Men accounted for less than one-fourth of all elementary school teachers in 2006–a forty-year low–according to statistics released recently by the National Education Association (NEA).  The highest percentage of male teachers can be found in Kansas and Oregon, where about one-third of teachers boast a Y chromosome (hey, it’s the Core Knowledge blog), while fewer than one in five Mississippi and Arkansas teachers are men. 

“We’re experiencing a significant male-teacher shortage,” Reg Weaver, president of the NEA tells Edutopia.  “Teachers in elementary school typically don’t make as much money as teachers in high school do,” Weaver says. “More than 50 percent of male teachers are at the high school level.”

Edutopia sites research conducted by MenTeach, a nonprofit organization that promotes the recruitment of male teachers, suggesting that low status and as well as pay deter males from entering education. “If you started paying teachers $150,000 per year, you’d see a lot of guys going into the field,” admits Bryan Nelson, founder of MenTeach, stating the obvious.  You’d see a lot more guys going into any field that paid $150K.

* SUPPLIED INFORMATION
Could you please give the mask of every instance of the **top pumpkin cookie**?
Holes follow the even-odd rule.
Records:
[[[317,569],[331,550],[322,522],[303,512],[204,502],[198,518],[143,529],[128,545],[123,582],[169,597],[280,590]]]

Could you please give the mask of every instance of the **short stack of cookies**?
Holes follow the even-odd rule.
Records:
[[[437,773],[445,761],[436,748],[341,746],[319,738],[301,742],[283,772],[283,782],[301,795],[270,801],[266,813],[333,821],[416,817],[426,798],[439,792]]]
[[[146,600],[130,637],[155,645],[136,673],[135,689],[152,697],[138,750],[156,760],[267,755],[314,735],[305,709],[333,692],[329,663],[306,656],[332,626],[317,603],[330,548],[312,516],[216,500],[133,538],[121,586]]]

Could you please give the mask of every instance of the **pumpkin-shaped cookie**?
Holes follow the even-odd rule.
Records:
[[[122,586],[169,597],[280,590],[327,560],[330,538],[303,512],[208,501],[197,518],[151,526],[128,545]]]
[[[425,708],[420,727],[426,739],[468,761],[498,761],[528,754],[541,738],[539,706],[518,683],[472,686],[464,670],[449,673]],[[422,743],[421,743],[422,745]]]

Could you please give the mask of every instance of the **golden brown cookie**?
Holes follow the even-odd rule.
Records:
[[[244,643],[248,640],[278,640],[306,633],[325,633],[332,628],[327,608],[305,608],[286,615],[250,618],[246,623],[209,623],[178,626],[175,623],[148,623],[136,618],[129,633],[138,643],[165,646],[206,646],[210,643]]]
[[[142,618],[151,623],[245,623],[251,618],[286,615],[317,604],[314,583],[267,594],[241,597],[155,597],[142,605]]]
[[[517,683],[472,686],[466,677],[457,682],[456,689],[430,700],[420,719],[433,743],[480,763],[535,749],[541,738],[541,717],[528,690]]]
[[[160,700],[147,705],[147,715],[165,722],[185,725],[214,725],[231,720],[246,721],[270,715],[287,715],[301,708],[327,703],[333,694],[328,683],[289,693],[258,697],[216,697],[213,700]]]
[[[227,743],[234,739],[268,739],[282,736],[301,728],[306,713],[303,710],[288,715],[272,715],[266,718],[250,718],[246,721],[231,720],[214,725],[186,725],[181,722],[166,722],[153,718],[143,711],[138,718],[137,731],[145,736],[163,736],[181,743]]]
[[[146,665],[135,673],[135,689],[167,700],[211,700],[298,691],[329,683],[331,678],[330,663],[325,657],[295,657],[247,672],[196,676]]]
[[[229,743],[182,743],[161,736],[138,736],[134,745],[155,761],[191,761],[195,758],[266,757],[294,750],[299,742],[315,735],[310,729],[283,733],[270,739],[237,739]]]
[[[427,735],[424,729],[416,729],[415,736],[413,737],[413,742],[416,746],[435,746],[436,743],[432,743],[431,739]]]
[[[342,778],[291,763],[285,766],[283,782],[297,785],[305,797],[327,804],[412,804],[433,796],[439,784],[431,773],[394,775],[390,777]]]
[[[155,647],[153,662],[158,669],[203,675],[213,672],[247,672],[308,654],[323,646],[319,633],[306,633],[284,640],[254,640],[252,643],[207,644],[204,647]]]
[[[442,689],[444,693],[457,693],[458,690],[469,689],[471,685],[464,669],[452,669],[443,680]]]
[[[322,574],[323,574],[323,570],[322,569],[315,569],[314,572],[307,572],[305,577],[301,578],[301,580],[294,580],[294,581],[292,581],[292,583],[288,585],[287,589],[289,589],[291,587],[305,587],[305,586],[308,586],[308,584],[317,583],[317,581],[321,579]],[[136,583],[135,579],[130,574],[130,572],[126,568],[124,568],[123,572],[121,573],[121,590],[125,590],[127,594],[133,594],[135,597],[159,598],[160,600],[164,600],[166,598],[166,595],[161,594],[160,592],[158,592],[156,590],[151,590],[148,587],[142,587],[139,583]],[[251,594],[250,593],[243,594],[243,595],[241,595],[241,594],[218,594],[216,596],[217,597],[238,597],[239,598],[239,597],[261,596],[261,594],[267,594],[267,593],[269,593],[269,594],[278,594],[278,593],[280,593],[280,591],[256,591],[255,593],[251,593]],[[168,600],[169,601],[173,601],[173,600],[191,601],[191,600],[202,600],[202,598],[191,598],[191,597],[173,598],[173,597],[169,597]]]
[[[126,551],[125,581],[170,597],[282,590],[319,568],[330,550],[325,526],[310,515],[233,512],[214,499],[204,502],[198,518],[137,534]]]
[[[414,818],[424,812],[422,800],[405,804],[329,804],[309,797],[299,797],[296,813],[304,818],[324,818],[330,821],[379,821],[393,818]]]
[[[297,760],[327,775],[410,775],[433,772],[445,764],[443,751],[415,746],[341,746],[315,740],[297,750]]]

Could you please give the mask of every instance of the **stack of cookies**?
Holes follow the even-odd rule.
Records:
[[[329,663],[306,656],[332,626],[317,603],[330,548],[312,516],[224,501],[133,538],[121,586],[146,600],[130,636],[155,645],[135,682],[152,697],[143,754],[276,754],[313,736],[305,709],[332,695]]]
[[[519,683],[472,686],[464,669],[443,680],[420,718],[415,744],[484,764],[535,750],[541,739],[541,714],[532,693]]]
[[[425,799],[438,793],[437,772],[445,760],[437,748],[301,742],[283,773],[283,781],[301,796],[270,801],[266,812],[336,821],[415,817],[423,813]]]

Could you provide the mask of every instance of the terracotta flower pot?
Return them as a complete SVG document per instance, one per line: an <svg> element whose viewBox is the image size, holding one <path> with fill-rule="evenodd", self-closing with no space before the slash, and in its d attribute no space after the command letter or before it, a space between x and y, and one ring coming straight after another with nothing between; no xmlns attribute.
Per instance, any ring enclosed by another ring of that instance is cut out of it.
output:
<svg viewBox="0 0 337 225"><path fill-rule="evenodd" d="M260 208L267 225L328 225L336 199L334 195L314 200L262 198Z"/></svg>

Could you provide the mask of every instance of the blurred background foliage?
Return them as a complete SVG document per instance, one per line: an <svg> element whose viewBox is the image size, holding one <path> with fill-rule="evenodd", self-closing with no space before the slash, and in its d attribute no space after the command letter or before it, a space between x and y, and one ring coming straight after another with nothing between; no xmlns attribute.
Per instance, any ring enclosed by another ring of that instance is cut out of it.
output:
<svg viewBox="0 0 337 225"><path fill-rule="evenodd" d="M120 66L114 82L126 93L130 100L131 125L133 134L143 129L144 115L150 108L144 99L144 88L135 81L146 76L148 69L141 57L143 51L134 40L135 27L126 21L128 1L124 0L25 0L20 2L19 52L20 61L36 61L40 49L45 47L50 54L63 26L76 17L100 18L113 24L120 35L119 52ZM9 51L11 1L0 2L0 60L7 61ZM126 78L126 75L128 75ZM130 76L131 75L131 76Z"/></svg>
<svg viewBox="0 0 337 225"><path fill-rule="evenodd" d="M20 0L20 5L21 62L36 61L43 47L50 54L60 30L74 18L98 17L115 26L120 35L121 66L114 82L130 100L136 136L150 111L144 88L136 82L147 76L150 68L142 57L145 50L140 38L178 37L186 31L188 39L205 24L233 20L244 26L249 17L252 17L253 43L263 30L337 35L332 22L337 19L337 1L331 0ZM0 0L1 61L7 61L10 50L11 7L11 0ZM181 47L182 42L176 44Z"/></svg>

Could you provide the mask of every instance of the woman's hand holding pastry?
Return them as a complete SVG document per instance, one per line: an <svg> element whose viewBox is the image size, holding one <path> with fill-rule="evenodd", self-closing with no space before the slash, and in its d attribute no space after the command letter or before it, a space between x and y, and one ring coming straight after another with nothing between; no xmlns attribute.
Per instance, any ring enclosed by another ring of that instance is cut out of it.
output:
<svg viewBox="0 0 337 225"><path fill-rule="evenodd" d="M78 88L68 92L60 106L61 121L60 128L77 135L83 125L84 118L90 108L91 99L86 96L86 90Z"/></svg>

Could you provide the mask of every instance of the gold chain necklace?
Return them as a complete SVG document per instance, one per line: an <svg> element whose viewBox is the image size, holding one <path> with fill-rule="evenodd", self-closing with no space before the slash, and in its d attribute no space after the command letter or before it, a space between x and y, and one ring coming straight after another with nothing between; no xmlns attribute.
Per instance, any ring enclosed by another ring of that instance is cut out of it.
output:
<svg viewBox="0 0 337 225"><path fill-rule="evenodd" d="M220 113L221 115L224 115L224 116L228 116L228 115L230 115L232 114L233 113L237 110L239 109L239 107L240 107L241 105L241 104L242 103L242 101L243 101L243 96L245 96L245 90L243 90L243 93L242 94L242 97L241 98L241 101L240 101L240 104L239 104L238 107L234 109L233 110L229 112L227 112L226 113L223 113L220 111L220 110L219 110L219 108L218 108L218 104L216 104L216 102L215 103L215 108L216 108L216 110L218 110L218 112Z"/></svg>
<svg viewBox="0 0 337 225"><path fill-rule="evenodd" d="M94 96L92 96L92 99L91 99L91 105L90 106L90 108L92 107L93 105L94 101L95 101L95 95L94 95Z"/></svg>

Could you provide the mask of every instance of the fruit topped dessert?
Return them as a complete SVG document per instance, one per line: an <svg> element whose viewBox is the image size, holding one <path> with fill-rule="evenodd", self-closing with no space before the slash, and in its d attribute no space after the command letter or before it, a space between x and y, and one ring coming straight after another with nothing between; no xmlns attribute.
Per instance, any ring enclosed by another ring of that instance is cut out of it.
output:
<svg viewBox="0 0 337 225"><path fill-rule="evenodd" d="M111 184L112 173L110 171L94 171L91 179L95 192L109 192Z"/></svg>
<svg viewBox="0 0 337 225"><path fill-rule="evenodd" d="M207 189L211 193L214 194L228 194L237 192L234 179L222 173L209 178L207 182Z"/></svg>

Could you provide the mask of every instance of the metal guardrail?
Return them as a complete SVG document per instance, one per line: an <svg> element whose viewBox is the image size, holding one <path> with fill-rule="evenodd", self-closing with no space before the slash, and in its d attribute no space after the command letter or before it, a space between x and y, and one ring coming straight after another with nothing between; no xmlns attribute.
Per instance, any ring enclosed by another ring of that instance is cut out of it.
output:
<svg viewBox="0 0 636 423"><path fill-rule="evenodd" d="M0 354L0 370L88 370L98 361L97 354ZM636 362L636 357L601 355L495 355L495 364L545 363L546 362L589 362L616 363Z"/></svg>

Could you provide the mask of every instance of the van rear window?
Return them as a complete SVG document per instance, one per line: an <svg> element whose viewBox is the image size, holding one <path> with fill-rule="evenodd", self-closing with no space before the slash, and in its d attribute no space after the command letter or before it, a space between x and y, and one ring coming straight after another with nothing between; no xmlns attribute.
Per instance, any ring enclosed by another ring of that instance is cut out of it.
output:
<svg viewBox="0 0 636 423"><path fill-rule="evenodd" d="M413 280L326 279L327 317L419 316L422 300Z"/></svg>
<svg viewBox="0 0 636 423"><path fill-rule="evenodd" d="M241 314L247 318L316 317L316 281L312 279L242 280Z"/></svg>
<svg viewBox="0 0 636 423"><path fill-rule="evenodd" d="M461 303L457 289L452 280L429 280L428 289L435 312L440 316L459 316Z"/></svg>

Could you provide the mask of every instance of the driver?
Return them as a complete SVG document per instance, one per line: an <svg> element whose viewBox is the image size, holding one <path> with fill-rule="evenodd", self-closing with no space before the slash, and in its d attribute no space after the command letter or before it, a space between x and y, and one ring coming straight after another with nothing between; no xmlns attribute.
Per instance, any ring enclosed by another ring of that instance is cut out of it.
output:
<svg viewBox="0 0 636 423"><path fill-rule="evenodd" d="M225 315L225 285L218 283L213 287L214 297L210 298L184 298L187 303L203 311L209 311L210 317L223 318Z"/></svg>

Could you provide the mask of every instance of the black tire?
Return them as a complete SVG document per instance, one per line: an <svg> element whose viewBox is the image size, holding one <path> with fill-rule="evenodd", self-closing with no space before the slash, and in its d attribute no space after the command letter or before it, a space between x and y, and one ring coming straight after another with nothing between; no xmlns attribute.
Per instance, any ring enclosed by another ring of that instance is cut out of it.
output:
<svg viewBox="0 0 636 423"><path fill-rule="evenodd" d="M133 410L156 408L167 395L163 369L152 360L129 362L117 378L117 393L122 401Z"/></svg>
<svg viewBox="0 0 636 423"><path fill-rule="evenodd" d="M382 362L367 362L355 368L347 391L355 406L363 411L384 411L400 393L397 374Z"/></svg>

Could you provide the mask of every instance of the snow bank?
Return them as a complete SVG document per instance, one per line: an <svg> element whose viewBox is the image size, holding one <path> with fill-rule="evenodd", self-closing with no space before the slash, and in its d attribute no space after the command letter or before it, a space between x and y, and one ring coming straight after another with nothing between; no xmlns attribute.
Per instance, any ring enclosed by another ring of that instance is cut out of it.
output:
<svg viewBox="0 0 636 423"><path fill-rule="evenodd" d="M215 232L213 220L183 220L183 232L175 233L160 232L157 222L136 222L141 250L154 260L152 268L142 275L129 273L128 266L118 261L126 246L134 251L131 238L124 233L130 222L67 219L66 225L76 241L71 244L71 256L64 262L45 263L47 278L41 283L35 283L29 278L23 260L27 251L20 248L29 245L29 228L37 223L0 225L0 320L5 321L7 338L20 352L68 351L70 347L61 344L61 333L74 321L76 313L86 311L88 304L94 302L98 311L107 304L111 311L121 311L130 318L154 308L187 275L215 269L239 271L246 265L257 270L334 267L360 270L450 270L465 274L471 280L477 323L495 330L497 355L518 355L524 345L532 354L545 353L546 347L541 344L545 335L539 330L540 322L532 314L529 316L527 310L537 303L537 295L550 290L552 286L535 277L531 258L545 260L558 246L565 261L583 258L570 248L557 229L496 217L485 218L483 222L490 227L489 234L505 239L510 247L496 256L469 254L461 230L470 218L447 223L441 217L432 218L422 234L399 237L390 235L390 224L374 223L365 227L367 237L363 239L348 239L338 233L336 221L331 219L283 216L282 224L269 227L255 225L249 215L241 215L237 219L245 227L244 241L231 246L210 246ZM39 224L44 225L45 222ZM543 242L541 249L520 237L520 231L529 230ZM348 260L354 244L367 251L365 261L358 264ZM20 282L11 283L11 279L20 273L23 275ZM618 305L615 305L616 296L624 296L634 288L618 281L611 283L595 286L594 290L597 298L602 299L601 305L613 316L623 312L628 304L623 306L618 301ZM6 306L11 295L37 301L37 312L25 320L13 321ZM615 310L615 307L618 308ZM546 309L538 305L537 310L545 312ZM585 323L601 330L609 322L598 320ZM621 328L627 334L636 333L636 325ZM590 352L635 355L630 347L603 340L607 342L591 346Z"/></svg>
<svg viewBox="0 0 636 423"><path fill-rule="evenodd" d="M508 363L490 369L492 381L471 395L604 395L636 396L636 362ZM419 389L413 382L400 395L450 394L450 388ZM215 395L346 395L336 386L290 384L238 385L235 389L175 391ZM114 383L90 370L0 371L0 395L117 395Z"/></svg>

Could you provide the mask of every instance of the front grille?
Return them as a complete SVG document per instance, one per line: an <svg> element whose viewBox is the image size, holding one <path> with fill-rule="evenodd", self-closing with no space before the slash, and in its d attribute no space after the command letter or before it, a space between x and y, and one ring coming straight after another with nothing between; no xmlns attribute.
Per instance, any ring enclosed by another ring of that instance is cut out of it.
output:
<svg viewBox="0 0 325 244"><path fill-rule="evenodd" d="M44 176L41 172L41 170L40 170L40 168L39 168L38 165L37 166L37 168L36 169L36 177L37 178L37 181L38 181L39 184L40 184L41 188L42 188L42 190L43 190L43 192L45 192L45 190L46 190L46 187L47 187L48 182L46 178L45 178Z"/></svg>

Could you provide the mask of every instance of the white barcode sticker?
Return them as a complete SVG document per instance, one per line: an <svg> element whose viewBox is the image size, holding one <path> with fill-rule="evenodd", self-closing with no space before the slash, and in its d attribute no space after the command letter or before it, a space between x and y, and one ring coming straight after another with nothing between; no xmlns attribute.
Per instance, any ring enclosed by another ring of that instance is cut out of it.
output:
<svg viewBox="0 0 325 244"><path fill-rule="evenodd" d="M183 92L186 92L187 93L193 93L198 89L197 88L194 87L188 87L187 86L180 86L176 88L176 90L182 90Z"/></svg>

* WRITTEN EXERCISE 1
Answer these questions about the text on male teachers:
(a) In which two states is the percentage of male teachers highest?
(b) According to Reg Weaver, what share of male teachers work at the high school level?
(c) What does MenTeach promote?
* WRITTEN EXERCISE 2
Rewrite the stretch of the text on male teachers from "Edutopia sites research" through "that paid $150K.", replacing "nonprofit organization" with "nonprofit group".
* WRITTEN EXERCISE 3
Carry on the text about the shortage of male elementary school teachers from the point where it stops.
The data above are separate material and have no connection to the text on male teachers.

* EXERCISE ANSWER 1
(a) Kansas and Oregon
(b) More than 50 percent
(c) The recruitment of male teachers

* EXERCISE ANSWER 2
Edutopia sites research conducted by MenTeach, a nonprofit group that promotes the recruitment of male teachers, suggesting that low status and as well as pay deter males from entering education. “If you started paying teachers $150,000 per year, you’d see a lot of guys going into the field,” admits Bryan Nelson, founder of MenTeach, stating the obvious.  You’d see a lot more guys going into any field that paid $150K.

* EXERCISE ANSWER 3
Amazing statistic cited by Edutopia: There are 150 participants in program called  Call Me MISTER (Mentors Instructing Students Toward Effective Role Models), which provides tuition assistance and leadership training to male African American students pursuing education degrees at South Carolina’s Clemson University.  “When they start working, they will double the number of black men teaching in the state’s elementary schools,” the magazine notes.